== ESTRATTO DEL DOCUMENTO ==
····················
I riflessi lunari, fortemente evocativi, di questa produzione con predominanze di blu, che spesso vira verso i verdi ottani o turchesi, si affiancano al tema dell’apertura su porzioni (e sospensioni) spazio-temporali, date dall’inserimento, tanto scenografico quanto simbolico, di elementi “altri” che comprimono il dinamismo dell’immagine protagonista per elevarla al piano poetico dell’icona. Questi inserti sono sempre equilibrati e minimali ma si impongono come efficaci portatori di senso e di diversi livelli di lettura. Alla presenza di questi inserimenti che guardano alla compostezza della geometria - sono verticali nel ciclo Fall perché allusivi alla caduta, oppure, nel caso delle opere intitolate Echos, sferici per dare l’idea di uno spot che, illuminando, isola scenograficamente e quindi sospende - spetta il compito di riscattare il quotidiano dal pericolo della banalità.
Mai banali le opere di Geraci indagano un complesso campionario sentimentale che ci coinvolge tutti. È il caso di Das Wakuum del 2019, il vuoto appunto. Alla solidità della forma e della composizione dell’insieme non corrisponde la fermezza dell’anima della protagonista che, sola e a figura intera, campeggia sullo sfondo antinaturalistico imponendosi, con grande introspezione psicologica, come allegoria della personale ricerca dell’individuo. Indagine questa, cui l’artista non è estraneo come evidenziato dal forte valore enigmatico delle sue immagini, sodalizio silenzioso e teatrale di figura e paesaggio astratto. Das Geheimnis. Il segreto del 2019 prende le mosse da un evento contingente appena sfiorato dal titolo, movente narrativo che porta l’artista a raffigurare due donne che spingono il proprio sguardo oltre la dimensione di un orizzonte confinato. Emerge la scelta della dualità, vera o presunta, fisica o interiore, della figura a evidenziare come il tema del doppio sia costante nella ricerca di Geraci, che spesso per le sue opere ricorre al titolo Wir (noi) e predilige la soluzione del dittico.
Valore aggiunto della ricerca di Geraci è il porsi in una linea di continuità con importanti maestri del passato. Nella sua ricerca si registra, né viene dissimulata, un’originale citazione della tradizione pittorica, intesa come recupero di un certo saper fare, sviluppato in simbiosi con la conoscenza dei materiali e la consapevolezza della tradizione. La pittura, sottolinea lo stesso Geraci, “è fatta di pigmenti, di delicati equilibri materici, chimici e formali i quali a mio avviso necessitano quasi obbligatoriamente una conoscenza della storia della pittura”. È dunque possibile evidenziare un confronto con diversi autori, come Felice Casorati e Balthus passando per i Preraffaelliti e Joaquín Sorolla y Bastida, nei quali l’artista siciliano riscontra un perfetto connubio di tecnica e poesia.
····················
== VOCI ESTRATTE ==

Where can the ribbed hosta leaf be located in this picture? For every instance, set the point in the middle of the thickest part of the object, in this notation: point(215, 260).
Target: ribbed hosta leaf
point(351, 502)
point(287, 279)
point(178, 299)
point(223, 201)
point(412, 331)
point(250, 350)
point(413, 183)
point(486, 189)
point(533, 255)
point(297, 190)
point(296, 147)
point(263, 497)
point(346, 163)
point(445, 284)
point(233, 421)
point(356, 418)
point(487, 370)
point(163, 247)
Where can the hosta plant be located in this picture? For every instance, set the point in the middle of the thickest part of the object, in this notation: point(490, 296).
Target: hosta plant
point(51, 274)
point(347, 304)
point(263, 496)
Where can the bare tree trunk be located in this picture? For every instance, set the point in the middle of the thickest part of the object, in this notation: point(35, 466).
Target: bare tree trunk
····················
== ESERCIZIO 1 ==
Stabilisci se le affermazioni (a), (b) e (c) concordano con il testo sulla pittura di Geraci, rispondendo sì o no e citando alla lettera le parole del testo che lo dimostrano. (a) Nel ciclo Fall gli inserti geometrici sono verticali. (b) Das Geheimnis. Il segreto raffigura una sola donna. (c) Geraci ricorre spesso al titolo Wir e preferisce il dittico.
== ESERCIZIO 2 ==
Continua il testo sulla pittura di Geraci partendo dopo la sua ultima frase.
I record provengono da un'altra fonte.

== RISULTATO DELL'ESERCIZIO 1 ==
(a) Sì: "sono verticali nel ciclo Fall perché allusivi alla caduta".
(b) No: "raffigurare due donne che spingono il proprio sguardo oltre la dimensione di un orizzonte confinato".
(c) Sì: "spesso per le sue opere ricorre al titolo Wir (noi) e predilige la soluzione del dittico".

== RISULTATO DELL'ESERCIZIO 2 ==
L’uso consapevole delle tecniche della pittura e dell’incisione, che rendono particolarmente intensa l’esperienza estetica di Geraci, si coniuga alla reiterazione di tematiche predominanti come quella del femminile. Che si tratti del ciclo Fall, Echos, Der Traum o Die Träumerin, che sia soggetto protagonista con una minuziosa e poetica indagine pittorica del volto e in particolare dello sguardo femminile (Der Traum, 2019), fosse anche negato come quando, volgendosi di schiena, la figura mostra solo le spalle al fruitore (Echos, 2018, 2019) estraniandolo dal mondo a cui l’osservatore anela e dal quale è escluso, è la donna, nostalgica, sognante o trasognata (Fall, 2018, 2019; Die Träumerin, 2018) a dare origine all’opera. La donna, modella e musa dell’artista, vergine androgina e insieme femme fatale, esprime il desiderio in tutte le sue forme, dalla passione alla negazione, con citazioni più o meno esplicite alla linea sensuale dell’Art Nouveau. In certa produzione di Geraci a lei fanno spesso da contraltare, quale memento mori, teschi e bucrani come rimando alla Vanitas. A partire da un processo di selezione delle immagini che ricorre a vecchie riproduzioni fotografiche, frutto di lunghe ricerche, Geraci predilige soggetti, quasi nella loro totalità femminili, che abbiano una forte valenza emozionale capace di rimandare a canoni estetici legati al passato e suggerire l’idea del tempo che passa. Questo atteggiamento estetizzante, insieme alla devozione per la poesia e la bellezza, avvicina Geraci (Fall, 2019) ai Preraffaelliti e al mistico candore di Lawrence Alma-Tadema, in particolare, ad opere come A Favourite Custom del 1909, scena ambientata in un frigidarium.
Grazie alle pose classiche e alla gestualità enigmatica di figure misteriose che dominano la superficie pittorica come icone fuori dal tempo ma ricche di contenuti e di senso (da intendersi anche come sensualità), la pittura di Geraci ricompone le ansie dell’avanguardia nelle istanze del Novecento guardando con esiti originali a certo Realismo magico. I suoi volumi solidi, “evocativi e labili” secondo la definizione di Antonio Sarnari, accolgono profili evanescenti e di grande intensità. Nelle immagini oniriche e poetiche di Geraci tornano le atmosfere esplorate da Casorati in opere come Bambina che gioca su tappeto rosso del 1912 e Cynthia del 1924-25 così come la natura enigmatica e misteriosa delle donne, acerbe ed erotiche, di Balthus tra cui Thérèse rêvant del 1938.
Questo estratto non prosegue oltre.